*Problem requirements:*
Where a record holds a picture, leave the picture out; otherwise repeat every record exactly.

··· Records for the exercise

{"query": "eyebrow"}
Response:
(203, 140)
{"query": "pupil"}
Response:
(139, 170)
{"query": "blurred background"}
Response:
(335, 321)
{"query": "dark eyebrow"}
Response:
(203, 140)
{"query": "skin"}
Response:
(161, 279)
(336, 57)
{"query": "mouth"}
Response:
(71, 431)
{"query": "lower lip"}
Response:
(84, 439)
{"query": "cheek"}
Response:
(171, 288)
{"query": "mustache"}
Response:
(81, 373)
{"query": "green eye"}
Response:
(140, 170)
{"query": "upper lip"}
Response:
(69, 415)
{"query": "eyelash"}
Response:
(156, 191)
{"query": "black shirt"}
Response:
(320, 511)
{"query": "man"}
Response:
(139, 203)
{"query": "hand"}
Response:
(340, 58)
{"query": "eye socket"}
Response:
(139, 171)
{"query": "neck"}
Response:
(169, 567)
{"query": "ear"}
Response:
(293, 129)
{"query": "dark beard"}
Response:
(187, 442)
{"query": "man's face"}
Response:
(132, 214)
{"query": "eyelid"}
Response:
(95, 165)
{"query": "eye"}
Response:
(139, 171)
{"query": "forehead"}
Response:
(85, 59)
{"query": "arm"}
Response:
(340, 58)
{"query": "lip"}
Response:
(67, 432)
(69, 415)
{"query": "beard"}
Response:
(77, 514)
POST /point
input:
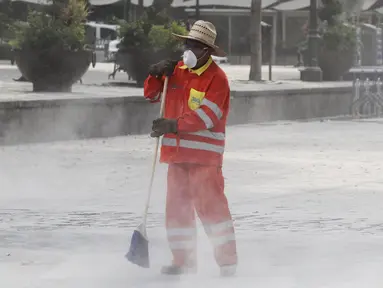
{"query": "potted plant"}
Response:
(147, 41)
(338, 41)
(50, 50)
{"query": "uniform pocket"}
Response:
(195, 98)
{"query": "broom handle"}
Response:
(163, 99)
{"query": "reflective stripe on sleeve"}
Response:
(156, 97)
(181, 232)
(205, 118)
(182, 245)
(193, 145)
(213, 107)
(209, 134)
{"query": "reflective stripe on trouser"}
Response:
(222, 236)
(197, 188)
(193, 145)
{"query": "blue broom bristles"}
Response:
(139, 250)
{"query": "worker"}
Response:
(193, 144)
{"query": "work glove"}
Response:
(163, 68)
(163, 126)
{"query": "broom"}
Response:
(139, 247)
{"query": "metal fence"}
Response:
(368, 98)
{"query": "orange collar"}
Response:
(201, 69)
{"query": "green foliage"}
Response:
(336, 34)
(60, 26)
(153, 31)
(339, 37)
(330, 11)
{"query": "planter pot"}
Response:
(136, 63)
(335, 63)
(53, 71)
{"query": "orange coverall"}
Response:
(199, 100)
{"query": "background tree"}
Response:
(256, 41)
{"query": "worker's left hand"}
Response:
(162, 126)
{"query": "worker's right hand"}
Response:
(163, 68)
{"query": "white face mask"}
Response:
(190, 59)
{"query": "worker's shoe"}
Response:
(228, 270)
(178, 270)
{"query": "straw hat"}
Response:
(204, 32)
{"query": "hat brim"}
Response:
(216, 50)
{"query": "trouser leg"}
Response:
(212, 207)
(180, 216)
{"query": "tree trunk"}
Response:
(256, 41)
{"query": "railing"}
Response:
(368, 98)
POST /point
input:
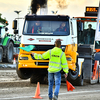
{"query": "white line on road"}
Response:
(78, 92)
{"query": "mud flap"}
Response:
(95, 74)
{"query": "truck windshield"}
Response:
(86, 32)
(46, 28)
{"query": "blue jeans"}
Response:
(51, 77)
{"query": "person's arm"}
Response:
(45, 55)
(64, 65)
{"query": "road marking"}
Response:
(70, 92)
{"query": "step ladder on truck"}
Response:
(88, 48)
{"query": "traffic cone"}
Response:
(70, 87)
(37, 93)
(14, 61)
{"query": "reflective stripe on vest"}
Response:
(56, 62)
(64, 64)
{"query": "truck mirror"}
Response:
(6, 29)
(15, 31)
(14, 24)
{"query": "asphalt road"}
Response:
(13, 88)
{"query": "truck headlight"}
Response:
(23, 58)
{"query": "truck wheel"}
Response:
(23, 73)
(1, 54)
(9, 53)
(74, 74)
(37, 78)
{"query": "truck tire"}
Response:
(37, 78)
(9, 53)
(23, 73)
(74, 74)
(1, 54)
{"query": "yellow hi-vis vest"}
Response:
(57, 60)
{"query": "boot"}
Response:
(55, 97)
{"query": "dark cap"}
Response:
(89, 25)
(58, 42)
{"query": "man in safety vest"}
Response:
(57, 61)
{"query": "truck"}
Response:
(82, 57)
(7, 44)
(43, 40)
(88, 48)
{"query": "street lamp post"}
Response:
(18, 18)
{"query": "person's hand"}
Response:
(66, 76)
(33, 54)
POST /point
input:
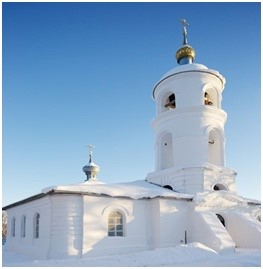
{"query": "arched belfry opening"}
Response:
(166, 150)
(215, 147)
(222, 220)
(220, 187)
(168, 102)
(211, 97)
(168, 187)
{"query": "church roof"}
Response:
(135, 190)
(194, 67)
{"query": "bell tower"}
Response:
(189, 127)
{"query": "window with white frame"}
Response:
(36, 225)
(23, 226)
(13, 227)
(115, 224)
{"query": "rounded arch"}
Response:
(168, 187)
(110, 208)
(220, 187)
(116, 223)
(13, 227)
(167, 101)
(211, 96)
(36, 225)
(165, 148)
(215, 140)
(222, 220)
(23, 226)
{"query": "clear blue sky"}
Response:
(82, 73)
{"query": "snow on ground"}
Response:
(194, 254)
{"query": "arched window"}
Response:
(212, 97)
(13, 227)
(215, 147)
(167, 102)
(222, 220)
(166, 151)
(23, 226)
(208, 100)
(168, 187)
(219, 187)
(170, 102)
(36, 225)
(115, 224)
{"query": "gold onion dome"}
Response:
(185, 54)
(186, 51)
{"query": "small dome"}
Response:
(91, 167)
(185, 52)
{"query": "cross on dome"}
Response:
(185, 54)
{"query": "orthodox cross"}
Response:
(90, 151)
(185, 24)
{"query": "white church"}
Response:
(190, 197)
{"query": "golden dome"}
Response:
(185, 51)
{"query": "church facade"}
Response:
(190, 197)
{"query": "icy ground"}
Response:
(194, 254)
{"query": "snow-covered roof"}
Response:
(135, 190)
(192, 67)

······

*Answer to the problem:*
{"query": "eyebrow"}
Response:
(203, 140)
{"query": "pupil"}
Response:
(139, 170)
{"query": "blurred background"}
Response:
(335, 321)
{"query": "dark eyebrow"}
Response:
(203, 140)
{"query": "skin"}
Response:
(161, 279)
(336, 57)
{"query": "mouth"}
Response:
(71, 431)
{"query": "lower lip"}
Response:
(84, 439)
{"query": "cheek"}
Response:
(171, 288)
{"query": "mustache"}
Response:
(81, 373)
{"query": "green eye"}
Response:
(140, 170)
{"query": "upper lip"}
Response:
(69, 415)
{"query": "eyelash"}
Response:
(156, 191)
{"query": "black shirt"}
Response:
(320, 511)
{"query": "man"}
Response:
(139, 203)
{"query": "hand"}
Response:
(340, 58)
{"query": "eye socket"}
Response:
(139, 171)
{"query": "neck"}
Response:
(169, 567)
{"query": "ear"}
Response:
(293, 129)
{"query": "dark beard"}
Response:
(187, 442)
{"query": "man's face"}
Response:
(132, 214)
{"query": "eyelid"}
Response:
(95, 165)
{"query": "eye"}
Response:
(139, 171)
{"query": "forehead"}
Response:
(85, 59)
{"query": "arm"}
Response:
(340, 58)
{"query": "lip"}
Response:
(67, 432)
(69, 415)
{"query": "beard"}
Response:
(77, 514)
POST /point
input:
{"query": "potted plant"}
Response:
(147, 41)
(338, 41)
(50, 50)
{"query": "uniform pocket"}
Response:
(195, 98)
{"query": "broom handle"}
Response:
(163, 99)
{"query": "reflective stripe on sleeve"}
Response:
(156, 97)
(181, 232)
(205, 118)
(182, 245)
(193, 145)
(213, 107)
(209, 134)
{"query": "reflective stripe on trouser"}
Response:
(222, 236)
(197, 188)
(193, 145)
{"query": "blue broom bristles"}
Response:
(139, 250)
{"query": "worker"}
Response:
(193, 144)
{"query": "work glove"}
Response:
(163, 68)
(163, 126)
{"query": "broom"}
Response:
(139, 247)
{"query": "metal fence"}
Response:
(368, 98)
{"query": "orange collar"}
Response:
(201, 69)
{"query": "green foliage"}
Response:
(336, 34)
(60, 26)
(153, 31)
(339, 37)
(330, 11)
{"query": "planter pot"}
Response:
(136, 63)
(335, 63)
(53, 71)
{"query": "orange coverall"}
Response:
(199, 100)
{"query": "background tree"}
Response:
(256, 41)
{"query": "worker's left hand"}
Response:
(162, 126)
{"query": "worker's right hand"}
Response:
(163, 68)
{"query": "white face mask"}
Response:
(190, 59)
{"query": "worker's shoe"}
Response:
(228, 270)
(178, 270)
{"query": "straw hat"}
Response:
(204, 32)
{"query": "hat brim"}
Response:
(216, 50)
{"query": "trouser leg"}
Response:
(212, 207)
(180, 216)
{"query": "tree trunk"}
Response:
(256, 41)
{"query": "railing"}
Response:
(368, 98)
POST /point
input:
{"query": "white line on road"}
Response:
(78, 92)
{"query": "mud flap"}
Response:
(95, 74)
{"query": "truck windshield"}
Response:
(86, 32)
(46, 28)
{"query": "blue jeans"}
Response:
(51, 77)
{"query": "person's arm"}
Response:
(45, 55)
(64, 65)
{"query": "road marking"}
Response:
(70, 92)
{"query": "step ladder on truck"}
Response:
(88, 48)
{"query": "traffic cone"}
Response:
(70, 87)
(37, 93)
(14, 61)
{"query": "reflective stripe on vest"}
Response:
(56, 62)
(64, 64)
{"query": "truck mirror"}
Response:
(6, 29)
(15, 31)
(14, 24)
{"query": "asphalt road"}
Response:
(13, 88)
{"query": "truck headlight"}
Response:
(23, 58)
{"query": "truck wheel"}
Response:
(23, 73)
(1, 54)
(9, 53)
(74, 74)
(37, 78)
{"query": "truck tire"}
Response:
(37, 78)
(9, 53)
(23, 73)
(74, 74)
(1, 54)
{"query": "yellow hi-vis vest"}
Response:
(57, 60)
{"query": "boot"}
Response:
(55, 97)
{"query": "dark cap"}
Response:
(89, 25)
(58, 42)
{"query": "man in safety vest"}
Response:
(57, 61)
{"query": "truck"}
Response:
(82, 57)
(7, 44)
(43, 40)
(88, 48)
{"query": "street lamp post"}
Response:
(18, 18)
{"query": "person's hand"}
Response:
(66, 76)
(33, 54)
POST /point
input:
{"query": "arched belfry opening"}
Response:
(166, 150)
(215, 147)
(222, 220)
(220, 187)
(168, 102)
(211, 97)
(168, 187)
{"query": "church roof"}
Response:
(135, 190)
(194, 67)
{"query": "bell tower"}
Response:
(189, 127)
{"query": "window with white frame"}
Response:
(36, 225)
(23, 226)
(13, 227)
(115, 224)
{"query": "rounded arch"}
Response:
(168, 187)
(110, 208)
(220, 187)
(116, 223)
(13, 227)
(167, 101)
(211, 96)
(36, 225)
(165, 148)
(215, 140)
(222, 220)
(23, 226)
{"query": "clear blue sky"}
Response:
(82, 73)
{"query": "snow on ground"}
Response:
(194, 254)
{"query": "arched window"}
Response:
(212, 97)
(13, 227)
(215, 147)
(167, 102)
(222, 220)
(166, 151)
(23, 226)
(208, 100)
(168, 187)
(219, 187)
(170, 102)
(36, 225)
(115, 224)
{"query": "gold onion dome"}
Response:
(185, 54)
(186, 51)
{"query": "small dome"}
Response:
(91, 167)
(185, 52)
{"query": "cross on dome"}
Response:
(185, 54)
{"query": "orthodox cross"}
Response:
(90, 151)
(185, 24)
{"query": "white church"}
Response:
(190, 197)
{"query": "golden dome"}
Response:
(185, 51)
{"query": "church facade"}
Response:
(190, 197)
{"query": "icy ground"}
Response:
(194, 254)
{"query": "snow-covered roof"}
Response:
(135, 190)
(192, 67)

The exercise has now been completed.